DOCUMENT EXTRACT -
'''

Sunday, August 07, 2005

they'll page me when you get here


hospital all night
doctors
think
he's fine
forgetting to hear
the forty-five minutes
he backed and forthed
into a chair
trying to remember
how to sit down
what do they teach
in medical school?
possible TIA
he can go home

what about the test to predict if he'll have a full-blown stroke in seven days it won't do any good you wouldn't want him to have that big a surgery in his condition would you why not he could die he's dying anyway every day another piece of him is gone what about an angiogram? an mri? ... they'll page me when you get here. we'll talk.
He didn't have a TIA; he'd had a fever, which kicked up the Alzheimer's, fast.

The doc turned out to be lovely, stayed with me more than an hour. She has a 6 month old baby and her mother has Alzheimer's. She called in a social worker for us, and on a Sunday. While the social worker was in the room, I saw that piece of Alzheimer's I'd only read about before tonight - more of the repetitive movements, again and again the folding: a bedspread here, a nightgown there.

Over and over, the folding, until corners matched up just so, the folds just right/precise. They had to be precise. It was his job and he was doing it, just as he had to find a way to sit in the chair by himself. It might have taken him 45 minutes, but he completed the task.

He found a way to sit down, without my help. He might as well have been at work reading a slide or performing an autopsy, so filled with concentration was he. By the time he snapped out of it, I'd finish sobbing; our rhythm was just right too.

The social worker said: You've never seen him do that before? No. Get used to it. That's what they do.

1 comment:

the IMAGINATIVE ACTION REGIME said...

Esther--

I noticed you left a comment on my blog. I'm glad you stopped by to see what I was up to. I used to work with Alzheimers patients in Boulder, Colorado. I was a caregiver there. My father is also terminally ill with brain cancer. I really appreciate what you put out into the world with your blog. Thanks for putting my link up.

'''

RECORDS SUPPLIED -
'''

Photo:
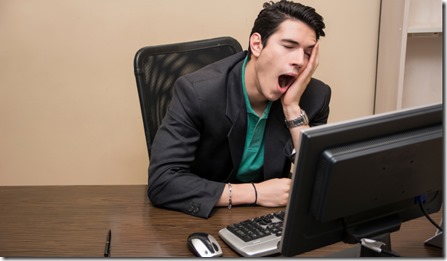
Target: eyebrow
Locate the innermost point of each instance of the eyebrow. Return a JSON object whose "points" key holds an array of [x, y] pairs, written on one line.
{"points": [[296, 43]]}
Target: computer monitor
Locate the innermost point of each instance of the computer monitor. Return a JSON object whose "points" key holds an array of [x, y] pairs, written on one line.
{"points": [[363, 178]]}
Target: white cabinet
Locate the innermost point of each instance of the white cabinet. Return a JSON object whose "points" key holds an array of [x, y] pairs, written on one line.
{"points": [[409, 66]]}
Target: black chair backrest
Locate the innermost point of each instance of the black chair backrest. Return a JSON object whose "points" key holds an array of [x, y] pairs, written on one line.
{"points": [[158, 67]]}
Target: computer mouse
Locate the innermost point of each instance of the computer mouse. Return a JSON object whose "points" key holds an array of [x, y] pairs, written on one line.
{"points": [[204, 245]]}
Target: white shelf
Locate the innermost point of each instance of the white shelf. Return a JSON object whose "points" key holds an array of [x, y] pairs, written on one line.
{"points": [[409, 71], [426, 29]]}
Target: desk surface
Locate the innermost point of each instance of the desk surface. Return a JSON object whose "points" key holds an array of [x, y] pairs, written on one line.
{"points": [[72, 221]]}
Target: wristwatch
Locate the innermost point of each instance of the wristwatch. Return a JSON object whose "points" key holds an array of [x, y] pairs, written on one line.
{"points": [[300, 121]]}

'''
'''

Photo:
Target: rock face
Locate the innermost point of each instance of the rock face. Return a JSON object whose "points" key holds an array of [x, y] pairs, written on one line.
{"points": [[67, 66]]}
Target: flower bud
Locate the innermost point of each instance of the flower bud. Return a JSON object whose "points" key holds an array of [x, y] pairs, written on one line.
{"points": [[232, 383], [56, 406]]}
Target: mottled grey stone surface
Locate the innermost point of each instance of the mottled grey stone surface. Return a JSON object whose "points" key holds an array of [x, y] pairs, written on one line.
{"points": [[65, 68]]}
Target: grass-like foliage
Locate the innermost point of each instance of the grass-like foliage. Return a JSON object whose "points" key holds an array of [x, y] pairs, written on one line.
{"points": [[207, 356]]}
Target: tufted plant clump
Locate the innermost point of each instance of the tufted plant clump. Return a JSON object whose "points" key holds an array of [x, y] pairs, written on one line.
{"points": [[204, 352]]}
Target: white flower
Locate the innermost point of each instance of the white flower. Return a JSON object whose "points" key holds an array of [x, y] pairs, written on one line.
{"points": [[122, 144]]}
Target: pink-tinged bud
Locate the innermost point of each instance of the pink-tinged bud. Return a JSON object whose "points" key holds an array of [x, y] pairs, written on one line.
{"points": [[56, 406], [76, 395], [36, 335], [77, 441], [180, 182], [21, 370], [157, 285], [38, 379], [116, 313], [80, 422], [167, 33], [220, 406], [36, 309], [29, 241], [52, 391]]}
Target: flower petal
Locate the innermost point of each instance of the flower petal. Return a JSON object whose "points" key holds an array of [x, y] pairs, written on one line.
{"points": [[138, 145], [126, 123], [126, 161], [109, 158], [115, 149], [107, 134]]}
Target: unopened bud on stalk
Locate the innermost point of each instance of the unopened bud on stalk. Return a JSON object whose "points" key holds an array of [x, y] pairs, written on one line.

'''
'''

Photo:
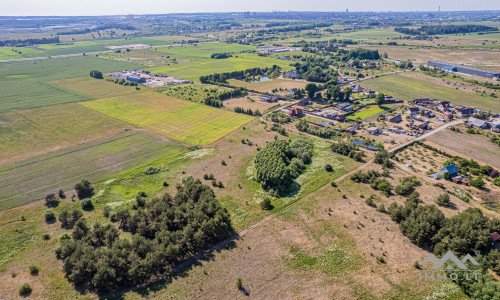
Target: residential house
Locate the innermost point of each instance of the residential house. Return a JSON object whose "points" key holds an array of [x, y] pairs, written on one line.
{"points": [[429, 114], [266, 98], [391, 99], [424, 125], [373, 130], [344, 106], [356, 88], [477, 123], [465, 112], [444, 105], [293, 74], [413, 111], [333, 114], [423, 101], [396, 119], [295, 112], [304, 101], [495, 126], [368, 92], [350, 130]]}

'''

CHECK YOUR UNDERSTANDING -
1. In the blog post, what turned out to have kicked up the Alzheimer's?
2. Write out the blog post word for word, starting at "possible TIA" and ending at "the Alzheimer's, fast.".
Rely only on the blog post and ignore the data.

SOLUTIONS TO THE TASKS -
1. A fever.

2.
possible TIA
he can go home

what about the test to predict if he'll have a full-blown stroke in seven days it won't do any good you wouldn't want him to have that big a surgery in his condition would you why not he could die he's dying anyway every day another piece of him is gone what about an angiogram? an mri? ... they'll page me when you get here. we'll talk.
He didn't have a TIA; he'd had a fever, which kicked up the Alzheimer's, fast.